Output each entry verbatim. Leave the images out.
===== RECORDS FOR THIS TASK
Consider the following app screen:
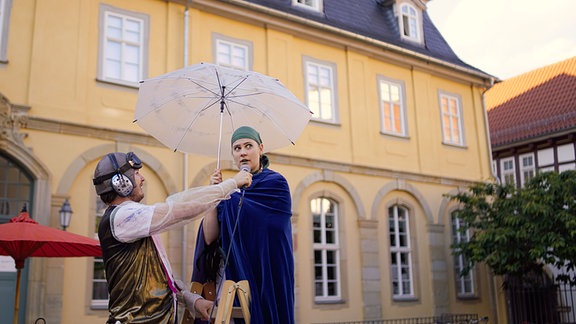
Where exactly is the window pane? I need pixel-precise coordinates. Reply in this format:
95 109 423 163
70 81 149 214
106 16 122 39
314 265 322 279
319 88 333 119
327 265 336 280
92 281 109 300
124 63 139 83
328 282 336 295
315 282 322 296
308 88 320 116
125 19 141 43
325 230 334 244
106 41 121 59
125 44 140 64
326 250 335 264
105 60 121 79
402 16 410 36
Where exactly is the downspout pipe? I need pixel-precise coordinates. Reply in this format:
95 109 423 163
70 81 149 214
482 78 500 184
481 77 501 324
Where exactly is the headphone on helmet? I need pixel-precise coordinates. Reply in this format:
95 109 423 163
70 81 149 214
93 152 142 197
108 154 134 197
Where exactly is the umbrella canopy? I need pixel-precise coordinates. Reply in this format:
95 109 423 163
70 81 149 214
134 62 312 163
0 206 102 324
0 207 102 268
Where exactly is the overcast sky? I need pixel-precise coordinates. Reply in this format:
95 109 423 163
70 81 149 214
427 0 576 80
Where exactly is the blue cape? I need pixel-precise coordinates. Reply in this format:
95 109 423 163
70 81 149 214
192 168 294 324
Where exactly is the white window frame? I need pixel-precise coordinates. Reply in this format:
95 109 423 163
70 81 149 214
501 157 516 186
293 0 323 12
213 34 252 71
519 153 535 187
398 2 422 43
304 58 338 123
439 91 465 146
91 198 108 308
98 4 149 87
389 205 414 299
451 213 475 297
0 0 12 62
312 197 341 302
378 76 407 137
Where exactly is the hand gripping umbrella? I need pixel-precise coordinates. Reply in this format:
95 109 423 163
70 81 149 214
0 206 102 324
133 62 312 166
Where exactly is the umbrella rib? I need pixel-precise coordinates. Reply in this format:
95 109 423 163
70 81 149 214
222 99 296 145
186 78 222 98
173 98 222 151
215 69 251 97
133 85 219 122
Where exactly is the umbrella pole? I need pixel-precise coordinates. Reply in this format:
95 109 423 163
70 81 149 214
217 94 225 169
13 268 21 324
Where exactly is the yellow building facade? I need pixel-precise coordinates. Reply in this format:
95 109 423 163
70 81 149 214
0 0 503 323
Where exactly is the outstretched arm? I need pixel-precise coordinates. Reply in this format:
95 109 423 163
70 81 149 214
151 170 251 235
111 170 251 242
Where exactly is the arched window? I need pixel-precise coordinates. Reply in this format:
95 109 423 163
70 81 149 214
0 153 33 323
311 197 341 302
0 154 32 223
399 3 421 43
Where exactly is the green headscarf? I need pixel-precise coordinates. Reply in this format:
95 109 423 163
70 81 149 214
231 126 269 169
231 126 262 145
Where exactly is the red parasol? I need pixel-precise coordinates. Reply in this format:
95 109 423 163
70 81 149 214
0 206 102 324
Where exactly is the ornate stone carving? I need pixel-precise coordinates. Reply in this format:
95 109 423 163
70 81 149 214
0 93 30 146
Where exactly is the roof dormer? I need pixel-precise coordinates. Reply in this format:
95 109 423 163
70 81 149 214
381 0 428 45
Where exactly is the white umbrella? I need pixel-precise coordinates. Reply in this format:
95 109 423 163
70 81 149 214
134 63 312 166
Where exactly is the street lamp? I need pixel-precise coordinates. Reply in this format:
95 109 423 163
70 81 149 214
59 199 73 231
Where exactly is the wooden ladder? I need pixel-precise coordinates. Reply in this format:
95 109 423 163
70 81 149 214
181 280 251 324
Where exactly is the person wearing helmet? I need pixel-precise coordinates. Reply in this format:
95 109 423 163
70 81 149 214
93 151 251 324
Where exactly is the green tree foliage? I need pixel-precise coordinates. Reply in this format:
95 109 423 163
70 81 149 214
447 170 576 282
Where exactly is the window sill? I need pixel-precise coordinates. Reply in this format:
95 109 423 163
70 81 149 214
95 78 140 90
310 119 341 127
442 142 468 150
392 296 418 302
457 294 479 300
380 131 410 140
315 299 345 305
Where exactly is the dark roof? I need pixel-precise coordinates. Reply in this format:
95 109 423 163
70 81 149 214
486 56 576 147
243 0 487 75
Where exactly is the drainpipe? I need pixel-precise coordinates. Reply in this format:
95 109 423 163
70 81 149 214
481 77 500 323
482 77 500 184
181 2 190 282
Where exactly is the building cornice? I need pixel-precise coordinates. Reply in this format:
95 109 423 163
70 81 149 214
24 116 481 188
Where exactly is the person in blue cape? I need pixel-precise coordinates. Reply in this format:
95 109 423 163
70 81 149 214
192 126 295 324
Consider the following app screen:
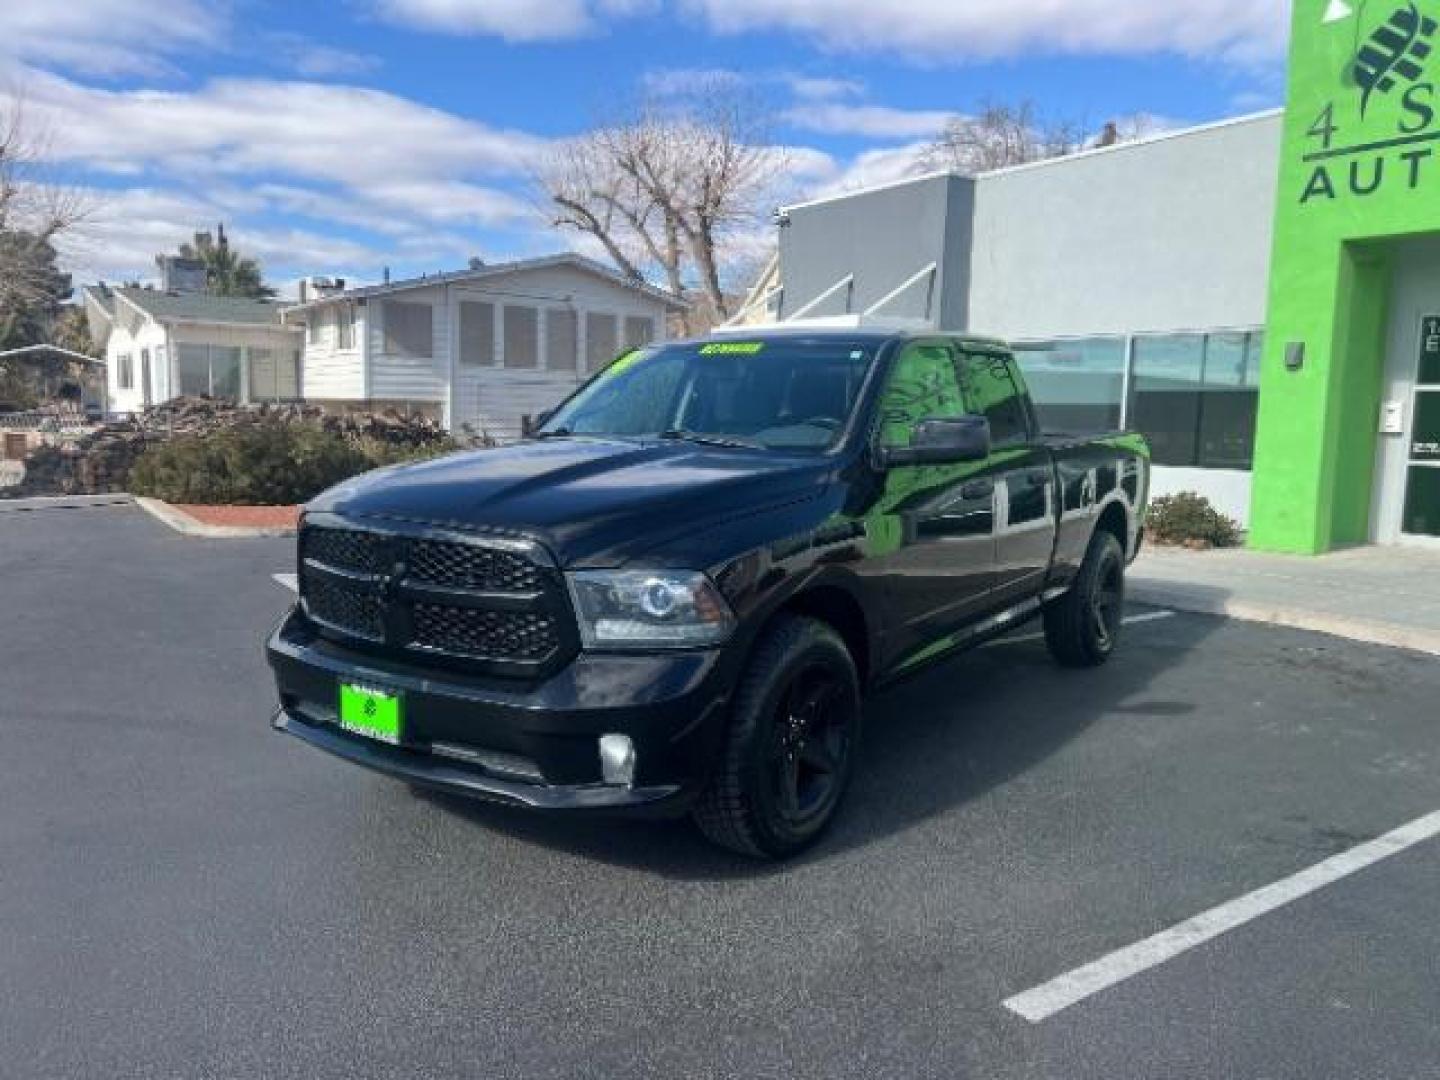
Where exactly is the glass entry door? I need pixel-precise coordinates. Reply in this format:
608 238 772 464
1402 316 1440 541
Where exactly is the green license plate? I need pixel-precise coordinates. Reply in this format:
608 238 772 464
337 683 403 745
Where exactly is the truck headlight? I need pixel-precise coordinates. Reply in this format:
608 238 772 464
566 570 735 649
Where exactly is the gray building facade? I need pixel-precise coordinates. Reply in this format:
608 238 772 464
770 111 1285 524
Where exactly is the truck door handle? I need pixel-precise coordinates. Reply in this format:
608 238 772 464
961 480 994 500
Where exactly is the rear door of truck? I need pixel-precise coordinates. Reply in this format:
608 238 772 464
956 349 1059 608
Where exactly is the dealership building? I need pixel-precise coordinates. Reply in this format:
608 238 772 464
757 0 1440 553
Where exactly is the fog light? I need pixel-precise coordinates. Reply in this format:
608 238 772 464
599 734 636 788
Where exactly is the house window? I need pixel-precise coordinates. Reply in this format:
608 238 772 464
336 305 355 350
177 344 242 399
1014 337 1126 433
546 308 578 371
503 305 539 369
585 313 618 372
249 347 301 401
116 353 134 390
622 315 655 350
459 301 495 366
384 301 433 358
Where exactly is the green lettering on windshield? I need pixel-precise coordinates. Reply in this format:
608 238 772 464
699 342 765 356
600 348 646 378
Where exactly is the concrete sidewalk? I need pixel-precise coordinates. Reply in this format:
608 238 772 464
1131 544 1440 656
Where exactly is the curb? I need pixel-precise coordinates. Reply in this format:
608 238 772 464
0 493 134 514
134 497 298 539
1130 581 1440 658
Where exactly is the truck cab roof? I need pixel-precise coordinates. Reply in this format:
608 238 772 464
693 320 1012 353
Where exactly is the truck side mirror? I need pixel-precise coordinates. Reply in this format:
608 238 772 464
878 415 992 468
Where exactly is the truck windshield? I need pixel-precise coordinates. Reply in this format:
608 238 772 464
538 341 875 453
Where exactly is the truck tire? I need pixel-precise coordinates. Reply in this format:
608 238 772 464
1044 529 1126 669
693 616 861 860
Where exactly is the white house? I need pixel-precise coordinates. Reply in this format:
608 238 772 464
283 254 687 440
83 284 302 415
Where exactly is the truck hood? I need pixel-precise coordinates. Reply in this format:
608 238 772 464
308 437 835 567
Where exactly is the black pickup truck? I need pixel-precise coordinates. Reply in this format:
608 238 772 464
268 329 1150 858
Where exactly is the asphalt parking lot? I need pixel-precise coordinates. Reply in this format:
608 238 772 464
4 502 1440 1079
==========
**RESULT BELOW**
Consider the following app screen:
Where exactly is the window pane? I need pixel-precise coordinates. Reply in this format:
95 109 423 163
70 81 149 214
106 16 122 39
314 265 322 279
319 88 333 119
327 265 336 280
92 281 109 300
124 63 139 83
328 282 336 295
315 282 322 296
308 88 320 116
125 19 141 43
325 230 334 244
106 41 121 59
125 44 140 64
326 250 335 264
105 60 121 79
402 16 410 36
Where exactly is the downspout pipe? I need pixel-precise coordinates. Reply in this format:
95 109 423 163
70 81 149 214
482 78 500 184
481 77 501 324
Where exactly is the headphone on helmet? I need pixel-precise coordinates. Reply in this format:
95 109 423 163
70 81 149 214
93 152 142 197
108 154 134 197
Where exactly is the umbrella canopy? I need pixel-precise coordinates. Reply in this format:
95 109 423 163
70 81 149 214
134 62 312 163
0 206 102 324
0 207 102 268
Where exactly is the overcast sky? I need pixel-precise coordinates. Reply in this format:
95 109 423 163
70 81 149 214
427 0 576 80
Where exactly is the blue cape? I need pixel-precise coordinates. Reply in this format:
95 109 423 163
70 81 149 214
192 168 294 324
Where exactly is the white window frame? I need pixel-precise coordinates. Reply in this format:
95 109 423 163
70 81 149 214
501 157 516 186
293 0 323 12
213 34 252 71
519 153 535 187
398 2 422 43
304 58 338 123
439 91 465 146
91 198 108 308
98 4 149 87
389 205 414 299
451 213 475 297
0 0 12 62
312 197 341 302
378 76 407 137
Where exactly is the hand gripping umbrella? I need pixel-precise coordinates. Reply in this format:
95 109 423 163
70 81 149 214
0 206 102 324
133 62 312 166
Where exactly is the umbrella rib? I need pixel-precise coordinates. Reply in this format:
95 109 423 163
70 81 149 214
222 99 296 145
186 78 222 98
173 98 222 151
215 69 251 97
133 85 219 122
Where exactly is the umbrella pole? I need pixel-precise coordinates. Reply in this format:
95 109 423 163
70 81 149 214
217 94 225 169
13 268 21 324
Where exactly is the yellow building facade? I need pixel-precise coordinates. Reply in this format:
95 109 423 163
70 81 149 214
0 0 503 323
Where exactly is the outstretched arm? I need pixel-precise coordinates. Reply in this format:
95 109 423 163
70 81 149 214
151 170 251 235
111 170 251 242
Where exactly is the arched window? I need pixel-precise coordinates. Reply in this format:
95 109 423 163
70 81 149 214
0 153 33 323
311 197 341 302
0 154 32 223
399 3 421 43
Where exactly is the green headscarf? I need pixel-precise coordinates. Reply in this format:
95 109 423 163
70 81 149 214
231 126 269 169
231 126 262 145
Where exactly is the red parasol? I need pixel-precise coordinates. Reply in this format:
95 109 423 163
70 81 149 214
0 206 102 324
Where exactly is the ornate stone carving? I need pixel-precise coordinates. Reply in this format:
95 109 423 163
70 81 149 214
0 93 30 146
Where exactly is the roof dormer? I need pixel-precise coordinates. Reply in this format:
95 109 423 163
70 81 149 214
381 0 428 45
Where exactly is the white umbrella? I need pixel-precise coordinates. Reply in this format:
95 109 423 163
70 81 149 214
134 63 312 166
Where exactly is the street lamp? I need pixel-precise coordinates. Reply in this format:
95 109 423 163
70 81 149 214
59 199 73 231
Where exactly is the wooden ladder? I need pixel-precise coordinates. Reply in this format:
95 109 423 163
70 81 149 214
181 280 251 324
Where exactly is the person wearing helmet? I need pixel-precise coordinates. Reply in this format:
95 109 423 163
70 81 149 214
93 151 251 324
Where exactly is the green tree foliage? I need pixel-precise coordinates. Reply in this format:
95 109 423 163
70 81 149 214
447 170 576 282
Where exactly is the window sill? I need pixel-precise coordinates. Reply in this format:
95 109 423 163
70 81 149 214
95 78 140 90
310 119 341 127
442 142 468 150
392 296 418 302
457 294 479 300
380 131 410 140
315 299 345 305
Where exactly is the dark roof? I need pixel-precise coordinates. Reply in this format:
95 109 423 163
70 81 149 214
486 56 576 147
243 0 487 75
Where exactly is the drainpipe? I need pixel-precise coordinates. Reply in this format:
95 109 423 163
70 81 149 214
481 77 500 323
482 77 500 184
181 2 190 282
Where exactly is the building cornice? I need pixel-precise coordinates. Reply in this format:
95 109 423 163
70 81 149 214
24 116 481 188
Where exactly is the person in blue cape? I need pixel-precise coordinates. Reply in this format:
95 109 423 163
70 81 149 214
192 126 295 324
Consider the following app screen:
Where exactly is the glass entry door? I need pixel-precise coordinates. Reply in this format:
608 238 772 464
1402 316 1440 541
Where exactly is the green license plate? I need pixel-precise coordinates. Reply in this format:
608 238 772 464
337 683 403 745
Where exactly is the truck headlight? I need pixel-precise coordinates. Reply in this format:
608 238 772 464
566 570 735 649
Where exactly is the gray building facade? I need pixel-precise coordinates. Reply in this format:
608 238 772 464
770 111 1285 524
Where exactly is the truck door handle? I need pixel-precise coordinates. Reply in this format:
608 238 772 464
961 480 994 500
Where exactly is the rear door of truck? I need pixel-precise coordinates. Reply in this format:
608 238 772 464
956 349 1059 608
Where exactly is the dealership building? I need pixel-precise coordinates. Reply in this format:
608 238 772 464
757 0 1440 553
Where exactly is the fog light? I need pixel-precise coordinates. Reply in this format:
608 238 772 464
599 734 636 788
Where exactly is the house window? I need pixel-precise coordinates. Reply in this format:
608 238 772 464
336 305 355 350
177 344 242 399
1014 337 1126 433
546 308 578 371
503 305 539 369
585 313 618 372
249 347 301 401
116 353 134 390
622 315 655 350
459 301 495 366
384 301 433 358
Where exactly is the green lettering on windshield? I need pixel-precise coordinates. Reply in this format:
608 238 772 464
699 342 765 356
600 348 646 378
Where exactly is the concrete sidewalk? I need pixel-precise coordinates. Reply in this format:
608 238 772 464
1131 544 1440 656
Where exactly is the curb? I need pixel-precise coordinates. Reply in this format:
608 238 772 464
0 493 134 514
134 497 298 539
1130 581 1440 658
Where exactly is the truck cab roof? I need pixel-precise coordinates. Reply in this format:
608 238 772 464
693 320 1012 353
Where exactly is the truck side mirror? I need pixel-precise coordinates. Reply in this format:
608 238 772 464
878 415 992 468
Where exactly is the truck windshield? I need pixel-precise coordinates. Reply in this format:
608 238 772 464
538 341 875 453
Where exactly is the truck tire? I need pixel-precise coordinates. Reply in this format:
608 238 772 464
1044 529 1126 669
693 616 861 860
Where exactly is the white house? I need pixel-precise coordinates. Reply in this format:
608 238 772 464
283 254 687 440
83 284 302 415
Where exactly is the truck hood? I need pixel-precise coordinates. Reply in this format:
608 238 772 464
308 437 835 567
Where exactly is the black pickup truck? I need pixel-precise coordinates. Reply in this format:
608 238 772 464
268 329 1150 858
Where exactly is the asphalt parking lot? I need pixel-precise coordinates. Reply in this format:
608 238 772 464
4 502 1440 1079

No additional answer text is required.